(Image object location entries)
►
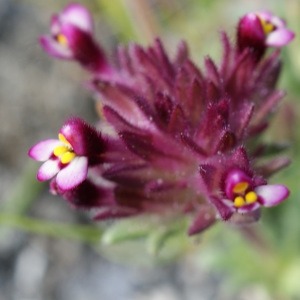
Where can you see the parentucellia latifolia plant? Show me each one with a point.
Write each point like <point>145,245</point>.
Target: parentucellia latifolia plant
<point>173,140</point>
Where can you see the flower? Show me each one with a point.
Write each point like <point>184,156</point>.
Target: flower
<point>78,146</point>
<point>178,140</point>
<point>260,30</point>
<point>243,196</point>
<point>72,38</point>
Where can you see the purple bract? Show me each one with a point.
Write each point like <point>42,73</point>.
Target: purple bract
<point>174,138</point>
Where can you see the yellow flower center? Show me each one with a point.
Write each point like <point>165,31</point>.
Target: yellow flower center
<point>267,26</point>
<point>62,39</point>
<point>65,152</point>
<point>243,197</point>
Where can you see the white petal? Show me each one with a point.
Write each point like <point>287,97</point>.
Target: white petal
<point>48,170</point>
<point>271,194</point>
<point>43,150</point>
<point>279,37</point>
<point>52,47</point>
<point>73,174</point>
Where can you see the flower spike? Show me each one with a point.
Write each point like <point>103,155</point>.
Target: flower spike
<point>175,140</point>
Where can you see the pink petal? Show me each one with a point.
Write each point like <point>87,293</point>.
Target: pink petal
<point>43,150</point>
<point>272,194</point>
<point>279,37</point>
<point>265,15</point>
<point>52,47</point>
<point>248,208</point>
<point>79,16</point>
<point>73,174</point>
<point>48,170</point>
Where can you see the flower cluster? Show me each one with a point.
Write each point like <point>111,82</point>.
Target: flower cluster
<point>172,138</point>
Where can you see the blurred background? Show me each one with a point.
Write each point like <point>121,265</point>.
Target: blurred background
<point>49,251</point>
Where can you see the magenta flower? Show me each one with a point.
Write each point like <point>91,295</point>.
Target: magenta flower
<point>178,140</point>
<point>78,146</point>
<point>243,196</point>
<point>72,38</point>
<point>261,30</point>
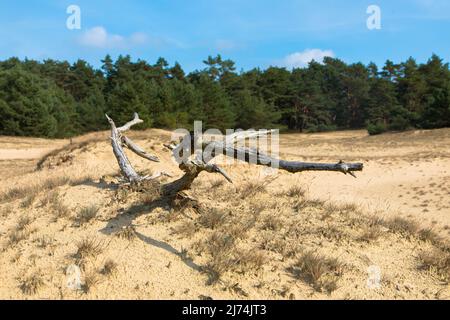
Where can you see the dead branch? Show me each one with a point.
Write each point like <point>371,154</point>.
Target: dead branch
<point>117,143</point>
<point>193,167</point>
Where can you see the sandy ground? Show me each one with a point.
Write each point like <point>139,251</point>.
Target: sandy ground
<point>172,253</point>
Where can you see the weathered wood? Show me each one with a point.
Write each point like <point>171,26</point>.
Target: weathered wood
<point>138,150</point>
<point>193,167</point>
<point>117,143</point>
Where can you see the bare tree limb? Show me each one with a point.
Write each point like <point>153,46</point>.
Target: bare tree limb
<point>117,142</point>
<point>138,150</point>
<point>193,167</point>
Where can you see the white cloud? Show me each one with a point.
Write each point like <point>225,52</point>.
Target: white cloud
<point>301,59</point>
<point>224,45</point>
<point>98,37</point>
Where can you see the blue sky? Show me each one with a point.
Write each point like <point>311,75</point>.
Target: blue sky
◄
• AIM OF THE EXERCISE
Repeat the records above verbatim, with no pictures in the result.

• OUTPUT OF THE EXERCISE
Where can you see the parentucellia latifolia plant? Show me each one with a point.
Write each point like <point>145,245</point>.
Target: parentucellia latifolia plant
<point>173,140</point>
Where can you see the flower? Show me each one with a point.
Write each point like <point>184,156</point>.
Target: flower
<point>78,146</point>
<point>178,140</point>
<point>260,30</point>
<point>243,196</point>
<point>72,38</point>
Where can you see the purple bract? Show me each one with a point.
Write each point like <point>42,73</point>.
Target: purple bract
<point>174,138</point>
Where can you see the yellow flower center? Show me each one with a point.
Write each point like <point>165,31</point>.
Target: yellow flower center
<point>267,26</point>
<point>62,39</point>
<point>65,152</point>
<point>243,197</point>
Where can you see the white petal? Show me each one with a point.
Write each point like <point>287,97</point>.
Target: white petal
<point>48,170</point>
<point>271,194</point>
<point>43,150</point>
<point>279,37</point>
<point>52,47</point>
<point>73,174</point>
Where can you see the flower spike? Show me each one with a point.
Write each point like <point>103,155</point>.
Target: flower spike
<point>175,140</point>
Where can you see the pink petal? Show me each one with a point.
Write each point like <point>87,293</point>.
Target: pink petal
<point>43,150</point>
<point>272,194</point>
<point>279,37</point>
<point>265,15</point>
<point>52,47</point>
<point>248,208</point>
<point>79,16</point>
<point>73,174</point>
<point>48,170</point>
Where can you see the flower cluster? Show me each one with a point.
Write each point like <point>111,82</point>.
Target: flower cluster
<point>172,138</point>
Where can you see the blurred background? Show me each one with a point.
Write each point like <point>121,265</point>.
Target: blurred background
<point>49,251</point>
Where can you see the magenta flower? Show me each one with a point.
Write each point like <point>91,295</point>.
Target: magenta flower
<point>178,140</point>
<point>78,146</point>
<point>243,196</point>
<point>72,38</point>
<point>261,30</point>
Where can you see the dead branch? Show me each one with a point.
Write each point like <point>371,154</point>.
Target: dead branch
<point>117,143</point>
<point>193,167</point>
Where can you see the sandy ground? Show me each one with a point.
Write each point like <point>139,251</point>.
Target: sandy ground
<point>172,253</point>
Where can you see the weathered wood? Show me each one with a point.
Write each point like <point>171,26</point>.
Target: weathered wood
<point>138,150</point>
<point>193,167</point>
<point>117,143</point>
Where can you see the bare tree limb? Show me each one with a point.
Write each point like <point>153,46</point>.
Target: bare tree limb
<point>117,142</point>
<point>138,150</point>
<point>193,167</point>
Where can you see the white cloud? Show me each one with a point.
Write each point like <point>225,52</point>.
Target: white cloud
<point>301,59</point>
<point>224,45</point>
<point>98,37</point>
Where can you see the blue sky? Show me each one with a point.
Write each point like <point>311,75</point>.
Target: blue sky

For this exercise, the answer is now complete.